Task input
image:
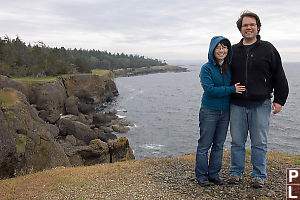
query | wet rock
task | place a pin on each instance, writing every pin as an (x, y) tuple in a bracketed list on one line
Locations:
[(71, 105)]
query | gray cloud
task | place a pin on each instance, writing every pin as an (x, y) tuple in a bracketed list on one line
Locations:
[(168, 29)]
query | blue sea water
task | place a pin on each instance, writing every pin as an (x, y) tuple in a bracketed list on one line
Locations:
[(164, 108)]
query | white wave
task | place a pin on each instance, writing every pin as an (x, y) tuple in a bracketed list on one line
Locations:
[(121, 116), (122, 110), (152, 146)]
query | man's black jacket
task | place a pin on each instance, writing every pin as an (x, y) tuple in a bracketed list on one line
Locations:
[(260, 71)]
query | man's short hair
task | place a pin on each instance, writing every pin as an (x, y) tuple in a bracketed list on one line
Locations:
[(248, 13)]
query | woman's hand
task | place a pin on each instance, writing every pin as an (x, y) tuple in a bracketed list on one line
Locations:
[(239, 88)]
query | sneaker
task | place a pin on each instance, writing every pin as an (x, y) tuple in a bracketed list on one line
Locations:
[(234, 180), (204, 182), (216, 181), (257, 183)]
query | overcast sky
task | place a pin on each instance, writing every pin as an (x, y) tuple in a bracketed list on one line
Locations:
[(164, 29)]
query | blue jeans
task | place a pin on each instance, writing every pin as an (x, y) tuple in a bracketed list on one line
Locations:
[(256, 121), (213, 130)]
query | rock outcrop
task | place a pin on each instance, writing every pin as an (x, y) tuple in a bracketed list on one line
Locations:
[(48, 124)]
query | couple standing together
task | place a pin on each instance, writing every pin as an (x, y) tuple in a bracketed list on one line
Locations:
[(238, 83)]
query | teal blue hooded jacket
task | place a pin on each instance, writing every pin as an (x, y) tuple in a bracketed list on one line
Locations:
[(215, 85)]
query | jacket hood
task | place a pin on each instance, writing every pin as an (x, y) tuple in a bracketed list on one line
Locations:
[(213, 43)]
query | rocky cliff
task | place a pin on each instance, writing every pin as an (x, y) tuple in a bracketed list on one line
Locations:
[(54, 123)]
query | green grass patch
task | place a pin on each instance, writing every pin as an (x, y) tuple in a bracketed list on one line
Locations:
[(30, 79), (8, 97)]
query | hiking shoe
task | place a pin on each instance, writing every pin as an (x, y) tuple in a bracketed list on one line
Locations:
[(216, 181), (204, 182), (234, 180), (257, 183)]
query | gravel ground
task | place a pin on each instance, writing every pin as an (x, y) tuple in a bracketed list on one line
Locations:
[(161, 178)]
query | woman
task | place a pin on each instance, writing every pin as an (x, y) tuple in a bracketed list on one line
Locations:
[(214, 112)]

The exercise
Rewrite every line of the material from the line containing "query | sneaker" up to and including the line containing "[(213, 43)]", shifting each pin coordinate in the answers up by 147. Leave all other text unchanged.

Written response
query | sneaker
task | place a pin on each instance, writing every pin as an (x, y) tuple in a bracketed list on one line
Locations:
[(381, 327), (351, 329), (363, 328), (404, 330)]
query | overcast sky
task | place a pin on each instance, writing every pin as an (x, y) tuple in a bracketed list on one line
Locations:
[(311, 176)]
query | blue jeans
task | place a pin on each instance, writing every pin as an (x, y) tuple in a bracketed list on one line
Locations:
[(403, 268), (360, 277)]
query | rock outcrop
task | place a pin on each instance, writing every pin as an (x, y) tuple in a bracketed list on one line
Locations:
[(195, 271)]
query | couple standing together
task | place a pin on each instance, writing every pin as an (x, y) tuple in a bracketed list on one line
Locations:
[(385, 230)]
query | teal blue hooded jacket
task | place a pin on each instance, writing every pin as an (x, y) tuple in a bracketed list on one line
Locations:
[(362, 232)]
query | jacket hood
task | place a pin on each instance, writing every pin as an (x, y) tuple in a bracketed list on one line
Locations:
[(360, 190)]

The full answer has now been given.